:: O que se pede ::
**A.** Reescreva o trecho do texto sobre a Lei de Imprensa entre "1. ARGUIÇÃO DE" e "condições da ação.", inclusive, substituindo "conflitantes" por "divergentes".
**B.** Responda às perguntas abaixo com base no texto sobre a Lei de Imprensa.
(i) A ADPF é via adequada à impugnação de que tipo de norma?
(ii) Que nome recebeu o bloco normativo que a Constituição reservou à imprensa?
(iii) Quais duas liberdades o corpo normativo da Constituição brasileira sinonimiza?

:: Texto apresentado ::
#####

1. ARGUIÇÃO DE DESCUMPRIMENTO DE PRECEITO FUNDAMENTAL (ADPF). LEI DE IMPRENSA. ADEQUAÇÃO DA AÇÃO. A ADPF, fórmula processual subsidiária do controle concentrado de constitucionalidade, é via adequada à impugnação de norma pré-constitucional. Situação de concreta ambiência jurisdicional timbrada por decisões conflitantes. Atendimento das condições da ação.
2. REGIME CONSTITUCIONAL DA LIBERDADE DE IMPRENSA COMO REFORÇO DAS LIBERDADES DE MANIFESTAÇÃO DO PENSAMENTO, DE INFORMAÇÃO E DE EXPRESSÃO EM SENTIDO GENÉRICO, DE MODO A ABARCAR OS DIREITOS À PRODUÇÃO INTELECTUAL, ARTÍSTICA, CIENTÍFICA E COMUNICACIONAL. A Constituição reservou à imprensa todo um bloco normativo, com o apropriado nome “Da Comunicação Social” (capítulo V do título VIII). A imprensa como plexo ou conjunto de “atividades” ganha a dimensão de instituição-ideia, de modo a poder influenciar cada pessoa de per se e até mesmo formar o que se convencionou chamar de opinião pública. Pelo que ela, Constituição, destinou à imprensa o direito de controlar e revelar as coisas respeitantes à vida do Estado e da própria sociedade. A imprensa como alternativa à explicação ou versão estatal de tudo que possa repercutir no seio da sociedade e como garantido espaço de irrupção do pensamento crítico em qualquer situação ou contingência. Entendendo-se por pensamento crítico o que, plenamente comprometido com a verdade ou essência das coisas, se dota de potencial emancipatório de mentes e espíritos. O corpo normativo da Constituição brasileira sinonimiza liberdade de informação jornalística e liberdade de imprensa, rechaçante de qualquer censura prévia a um direito que é signo e penhor da mais encarecida dignidade da pessoa humana, assim como do mais evoluído estado de civilização.

#####

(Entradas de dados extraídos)
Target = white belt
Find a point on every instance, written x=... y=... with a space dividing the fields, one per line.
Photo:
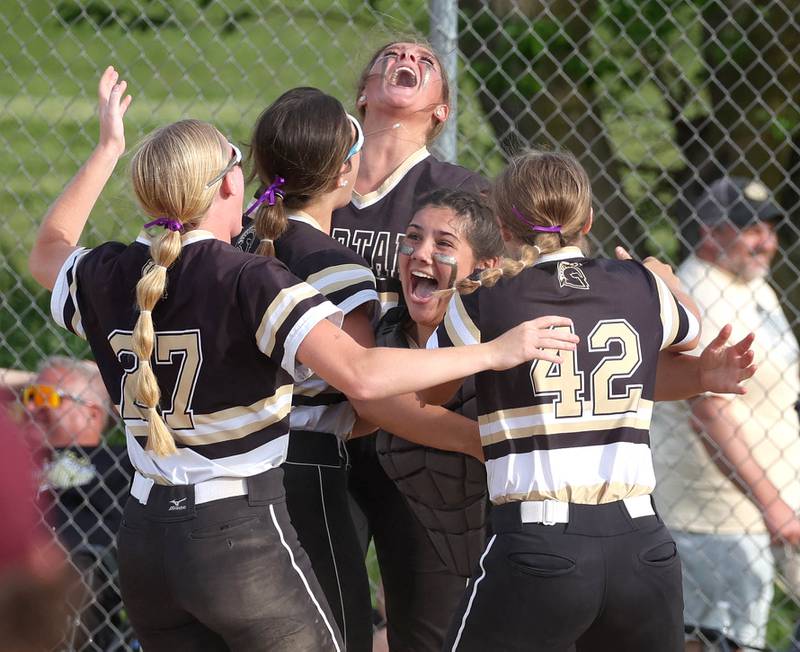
x=204 y=492
x=550 y=512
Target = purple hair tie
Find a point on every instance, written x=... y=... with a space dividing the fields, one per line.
x=165 y=222
x=268 y=195
x=536 y=227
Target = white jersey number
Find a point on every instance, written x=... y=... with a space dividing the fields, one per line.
x=180 y=348
x=565 y=382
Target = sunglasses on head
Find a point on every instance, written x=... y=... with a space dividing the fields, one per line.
x=49 y=396
x=356 y=148
x=235 y=160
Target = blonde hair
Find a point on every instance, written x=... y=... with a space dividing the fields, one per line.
x=437 y=126
x=546 y=189
x=170 y=172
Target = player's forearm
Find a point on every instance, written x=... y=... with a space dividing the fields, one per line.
x=677 y=377
x=429 y=426
x=398 y=371
x=64 y=222
x=724 y=424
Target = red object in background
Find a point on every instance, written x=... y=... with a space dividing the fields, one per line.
x=22 y=525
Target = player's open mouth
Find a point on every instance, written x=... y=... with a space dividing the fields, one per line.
x=423 y=285
x=404 y=77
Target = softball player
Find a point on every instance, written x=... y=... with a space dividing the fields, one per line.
x=305 y=150
x=198 y=345
x=578 y=554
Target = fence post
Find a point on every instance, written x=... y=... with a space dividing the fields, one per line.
x=444 y=38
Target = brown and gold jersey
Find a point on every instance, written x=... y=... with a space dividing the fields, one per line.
x=226 y=337
x=373 y=225
x=578 y=431
x=344 y=278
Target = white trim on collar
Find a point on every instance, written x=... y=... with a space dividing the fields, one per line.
x=363 y=201
x=197 y=235
x=302 y=216
x=561 y=254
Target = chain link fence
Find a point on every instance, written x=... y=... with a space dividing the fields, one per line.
x=657 y=98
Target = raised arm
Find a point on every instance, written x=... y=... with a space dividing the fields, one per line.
x=726 y=423
x=430 y=425
x=64 y=222
x=367 y=374
x=720 y=368
x=665 y=273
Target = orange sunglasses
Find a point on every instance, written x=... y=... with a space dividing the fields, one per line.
x=48 y=396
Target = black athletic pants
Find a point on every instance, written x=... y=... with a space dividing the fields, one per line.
x=601 y=582
x=228 y=574
x=315 y=476
x=421 y=594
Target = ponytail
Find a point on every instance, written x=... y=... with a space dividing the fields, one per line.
x=149 y=290
x=508 y=268
x=270 y=223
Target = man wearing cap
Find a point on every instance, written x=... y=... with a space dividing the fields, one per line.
x=727 y=466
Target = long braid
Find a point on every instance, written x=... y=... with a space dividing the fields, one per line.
x=170 y=174
x=164 y=250
x=509 y=267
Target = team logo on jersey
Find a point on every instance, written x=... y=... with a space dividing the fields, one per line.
x=571 y=275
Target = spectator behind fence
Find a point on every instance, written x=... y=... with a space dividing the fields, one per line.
x=84 y=482
x=34 y=581
x=727 y=466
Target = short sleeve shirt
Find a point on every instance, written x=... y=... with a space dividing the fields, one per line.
x=576 y=432
x=227 y=332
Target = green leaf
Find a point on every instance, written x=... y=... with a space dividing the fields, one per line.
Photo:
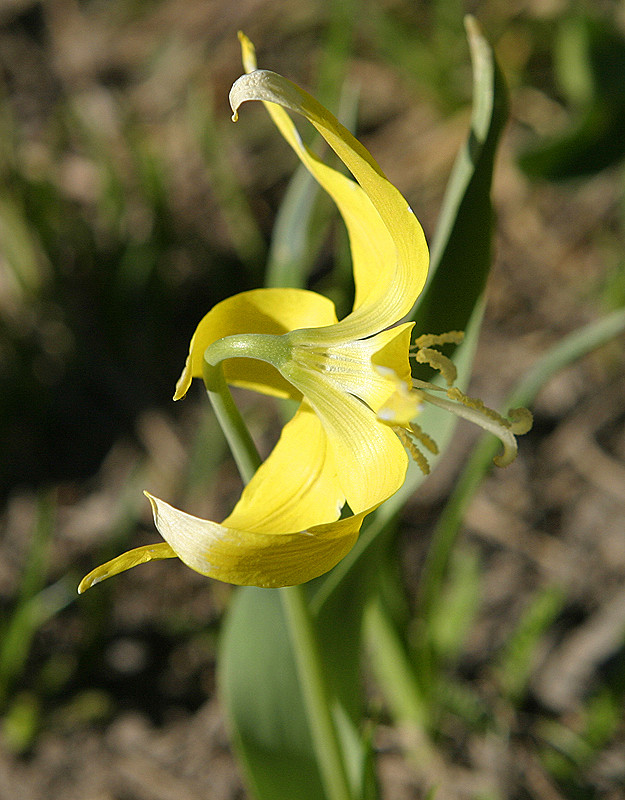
x=461 y=257
x=257 y=674
x=260 y=692
x=590 y=60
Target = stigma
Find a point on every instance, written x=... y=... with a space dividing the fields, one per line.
x=407 y=401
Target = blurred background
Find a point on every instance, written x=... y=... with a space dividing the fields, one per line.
x=129 y=205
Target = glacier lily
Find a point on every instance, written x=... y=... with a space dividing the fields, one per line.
x=347 y=443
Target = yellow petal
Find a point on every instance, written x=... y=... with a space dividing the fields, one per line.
x=140 y=555
x=391 y=261
x=254 y=559
x=296 y=487
x=372 y=460
x=352 y=366
x=273 y=311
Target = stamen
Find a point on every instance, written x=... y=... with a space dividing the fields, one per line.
x=438 y=339
x=439 y=362
x=475 y=411
x=472 y=402
x=521 y=420
x=411 y=446
x=421 y=436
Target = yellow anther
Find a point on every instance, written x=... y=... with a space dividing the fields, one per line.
x=477 y=405
x=439 y=339
x=439 y=362
x=421 y=436
x=521 y=420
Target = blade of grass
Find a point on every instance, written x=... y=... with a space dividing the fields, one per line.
x=561 y=355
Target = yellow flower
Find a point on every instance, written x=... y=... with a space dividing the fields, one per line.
x=347 y=442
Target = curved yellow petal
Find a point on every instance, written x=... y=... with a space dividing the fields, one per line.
x=272 y=311
x=140 y=555
x=372 y=246
x=372 y=460
x=296 y=487
x=254 y=559
x=352 y=366
x=395 y=273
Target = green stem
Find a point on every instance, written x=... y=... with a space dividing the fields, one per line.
x=300 y=623
x=315 y=691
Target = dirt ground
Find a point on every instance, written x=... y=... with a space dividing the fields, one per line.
x=136 y=716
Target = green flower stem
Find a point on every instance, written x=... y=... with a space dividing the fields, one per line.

#####

:: Respostas ::
**A.**
1. ARGUIÇÃO DE DESCUMPRIMENTO DE PRECEITO FUNDAMENTAL (ADPF). LEI DE IMPRENSA. ADEQUAÇÃO DA AÇÃO. A ADPF, fórmula processual subsidiária do controle concentrado de constitucionalidade, é via adequada à impugnação de norma pré-constitucional. Situação de concreta ambiência jurisdicional timbrada por decisões divergentes. Atendimento das condições da ação.

**B.**
(i) Norma pré-constitucional.
(ii) "Da Comunicação Social" (capítulo V do título VIII).
(iii) A liberdade de informação jornalística e a liberdade de imprensa.